Short exercise — Rewrite the listing below with every "report its coordinates" changed to "give its coordinates" and everything else left as it is. Leave the pictures out of your version.

Provided data —
┌────────
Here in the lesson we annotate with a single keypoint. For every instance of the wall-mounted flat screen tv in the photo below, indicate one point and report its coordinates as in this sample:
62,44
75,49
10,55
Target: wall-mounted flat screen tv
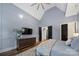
27,31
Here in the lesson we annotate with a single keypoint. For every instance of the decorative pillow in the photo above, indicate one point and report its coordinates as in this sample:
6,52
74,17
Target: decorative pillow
75,43
68,42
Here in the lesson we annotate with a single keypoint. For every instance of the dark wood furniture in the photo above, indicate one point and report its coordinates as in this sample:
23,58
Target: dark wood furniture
25,43
49,35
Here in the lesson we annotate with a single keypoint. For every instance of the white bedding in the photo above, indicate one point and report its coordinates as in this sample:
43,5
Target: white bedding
55,48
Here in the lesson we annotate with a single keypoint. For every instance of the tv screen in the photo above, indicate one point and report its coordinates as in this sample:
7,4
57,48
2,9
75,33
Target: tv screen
27,31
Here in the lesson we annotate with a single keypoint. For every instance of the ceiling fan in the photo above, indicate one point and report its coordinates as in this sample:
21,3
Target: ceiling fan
38,5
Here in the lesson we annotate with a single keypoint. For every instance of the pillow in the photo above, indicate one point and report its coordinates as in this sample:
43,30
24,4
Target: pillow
68,42
75,43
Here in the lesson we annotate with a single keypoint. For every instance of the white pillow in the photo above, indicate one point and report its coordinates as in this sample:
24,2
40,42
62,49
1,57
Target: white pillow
68,42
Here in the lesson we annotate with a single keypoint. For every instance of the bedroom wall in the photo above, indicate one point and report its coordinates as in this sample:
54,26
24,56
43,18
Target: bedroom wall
0,27
11,21
55,17
78,23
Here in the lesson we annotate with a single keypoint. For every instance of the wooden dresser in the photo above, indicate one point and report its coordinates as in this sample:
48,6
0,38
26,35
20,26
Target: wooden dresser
25,43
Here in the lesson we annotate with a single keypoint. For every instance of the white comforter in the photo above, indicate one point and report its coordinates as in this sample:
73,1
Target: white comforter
54,48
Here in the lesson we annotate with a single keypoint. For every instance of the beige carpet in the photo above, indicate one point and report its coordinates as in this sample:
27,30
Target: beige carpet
30,52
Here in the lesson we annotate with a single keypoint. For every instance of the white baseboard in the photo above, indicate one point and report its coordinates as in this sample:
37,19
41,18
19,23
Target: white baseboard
7,49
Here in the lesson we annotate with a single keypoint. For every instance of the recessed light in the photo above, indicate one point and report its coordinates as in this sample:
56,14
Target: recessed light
21,16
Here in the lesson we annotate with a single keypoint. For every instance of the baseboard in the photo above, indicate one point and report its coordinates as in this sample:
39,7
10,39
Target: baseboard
7,49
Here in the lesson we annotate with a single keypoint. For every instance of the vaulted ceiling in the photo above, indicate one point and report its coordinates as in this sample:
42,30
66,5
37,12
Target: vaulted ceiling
69,9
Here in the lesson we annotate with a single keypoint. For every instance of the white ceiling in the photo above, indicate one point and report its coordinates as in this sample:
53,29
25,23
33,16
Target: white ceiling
39,13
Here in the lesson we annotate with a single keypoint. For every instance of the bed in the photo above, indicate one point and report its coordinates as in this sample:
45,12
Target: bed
54,47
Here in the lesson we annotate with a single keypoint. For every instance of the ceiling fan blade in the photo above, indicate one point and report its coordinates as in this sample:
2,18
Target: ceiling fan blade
42,6
33,4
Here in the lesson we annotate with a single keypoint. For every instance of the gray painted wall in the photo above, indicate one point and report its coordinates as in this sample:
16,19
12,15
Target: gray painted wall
11,21
55,17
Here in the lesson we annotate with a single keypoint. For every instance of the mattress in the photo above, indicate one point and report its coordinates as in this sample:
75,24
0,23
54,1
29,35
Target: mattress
60,49
55,48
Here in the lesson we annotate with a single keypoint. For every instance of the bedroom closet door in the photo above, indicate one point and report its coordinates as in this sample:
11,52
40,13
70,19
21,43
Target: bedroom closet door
67,31
64,32
0,27
45,33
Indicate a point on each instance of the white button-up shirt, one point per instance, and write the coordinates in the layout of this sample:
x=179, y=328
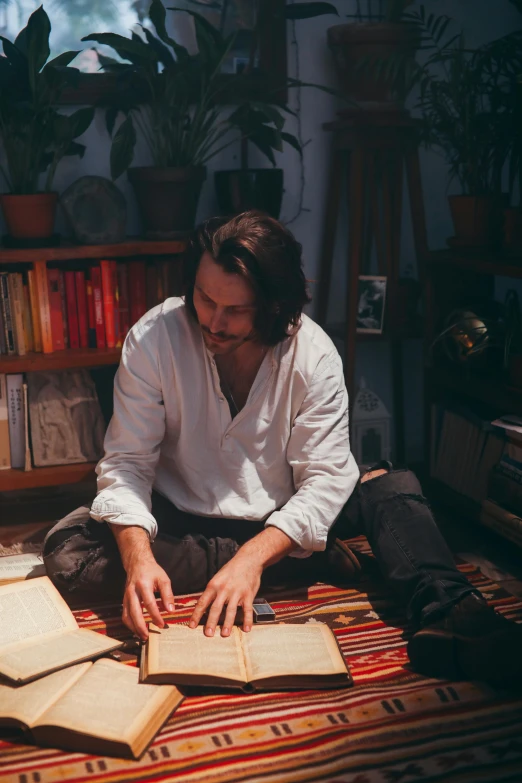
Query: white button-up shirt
x=284, y=458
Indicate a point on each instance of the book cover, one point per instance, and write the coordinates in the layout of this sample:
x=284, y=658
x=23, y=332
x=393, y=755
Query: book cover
└────────
Written response —
Here in the lesson we annotate with a single keypoint. For every instance of the wall-mounted flat screen tv in the photo below, indicate one point and give its coordinates as in this sample:
62,44
75,49
10,55
Target: wall-mounted flat screen tv
27,31
Here in the lesson we annotate with a single keypoint. For every instance of the decorative pillow in the photo above, indicate one point and give its coordinates as in this sample:
6,52
74,17
Target: decorative pillow
75,43
68,42
Here in the lesson we annotate with a single keypoint. For every instance of the dark wood furniture in the photo above, indicate one point and give its coordinates as in this sample:
23,58
Target: dark wood furniture
25,43
49,35
Here in the lesson we annotate with a single keypoint. For every instance of the white bedding in the photo above, indicate one point and give its coordinates as in this sample:
43,5
Target: white bedding
55,48
Here in the lesson we annotate with a single keypoint. For every instance of the tv screen in the photo above, indicate one point and give its coordinates as in this sample:
7,4
57,48
2,9
75,33
Target: tv screen
27,31
Here in the lesson we annotate with a single keypoint. For every instance of the ceiling fan in the photo above, indicate one point and give its coordinates as in this sample:
21,3
Target: ceiling fan
38,5
Here in the lesson we annotate with a single keypoint. For every instance of the pillow in the photo above, indicate one point and give its coordinates as in this sample:
43,30
24,4
Target: pillow
68,42
75,43
Here in the lesson we annotate with a single keypoint. For every instance of the white pillow in the photo above, indicate one point and give its coordinates as in this sample:
24,2
40,42
62,49
1,57
Target: white pillow
68,42
Here in the lesson we annotate with a single keypoint. For every instance of the bedroom wall in the photo above, indicate one point and give its coordinates as in this sample:
54,26
24,56
43,18
Target: bedroom wall
0,27
11,21
55,17
78,23
Here in the lesson we annotate with a single keypoint. For every instance of the wooden dresser in the photo above, indicate one point and give its coordinates as in this sample:
48,6
0,38
26,35
20,26
Target: wooden dresser
25,43
Here in the lesson we annotate with a single keypoint. For every instance of the white comforter in the photo above, indicate one point and give its coordinates as in this sample:
73,1
Target: white comforter
54,48
Here in the lesson we annotate with a single keypoint. For every instance of the beige carpet in the photo above, indicate one point and give its coordinates as in this sample:
27,30
Target: beige carpet
30,52
Here in the lesson we annotate with a single keypoint. For every instance of the white baseboard in the photo above, indicate one point and give its coordinates as in this sample:
37,19
41,18
19,23
Target: white baseboard
7,49
Here in the lesson we annotate with a single keypoint. For every instance of the recessed light in the photo above, indicate one point and give its coordinates as in this sample:
56,14
Target: recessed light
21,16
Here in the lesson we annotate with a single keypoint. For every instance of the baseboard in the photo above, indicate one point and give its coordinates as in this sample:
39,7
10,39
Target: baseboard
7,49
Here in the lesson we annotate with a single keypoint. For every instance of the vaulted ceiling in the photo above, indicate one point and give its coordinates as in this sample:
42,30
66,5
37,12
Target: vaulted ceiling
69,9
Here in the lesson we annotate with a single keypoint. For every instance of the white ceiling in the photo above, indicate one point and give its coordinates as in this sample:
53,29
25,23
33,16
Target: white ceiling
39,13
Here in the lesson we annotate with a single keypoint. For every instance of the bed in the photo above, indicate one point and give its coordinates as in this sample:
45,12
Target: bed
54,47
Here in the lesson we annotate with a single keypoint. For every instance of the ceiling fan blade in the photo above, indicate one point and give its coordinates as in this sample:
2,18
Target: ceiling fan blade
42,6
33,4
Here in the lesson we annotate with a single keypoint. For every instance of the gray painted wall in the photo above, indicate one point and give its coordinates as in this sample:
16,19
12,15
Target: gray painted wall
11,21
55,17
Here in the lesson we annotate with a single keypoint. For every instance of the mattress in the photo above, indicate one point and give its coordinates as in this sample:
75,24
0,23
54,1
29,35
Target: mattress
60,49
55,48
Here in the lesson we annotate with a single keypoint. For every instance of the bedroom closet door in the photo above, indicate one point and give its coordinates as in this sample:
11,52
40,13
70,19
21,43
Target: bedroom closet door
67,31
64,32
0,27
45,33
Indicate a point on each instance of the white button-up shirt, one point per instance, and write the coordinates in the layout of this sample:
x=179, y=328
Query: white button-up shirt
x=284, y=458
Indicate a point on each instance of the book cover, one point per instance, and write the coordinates in the layout of this sample:
x=284, y=658
x=23, y=332
x=393, y=755
Query: book cover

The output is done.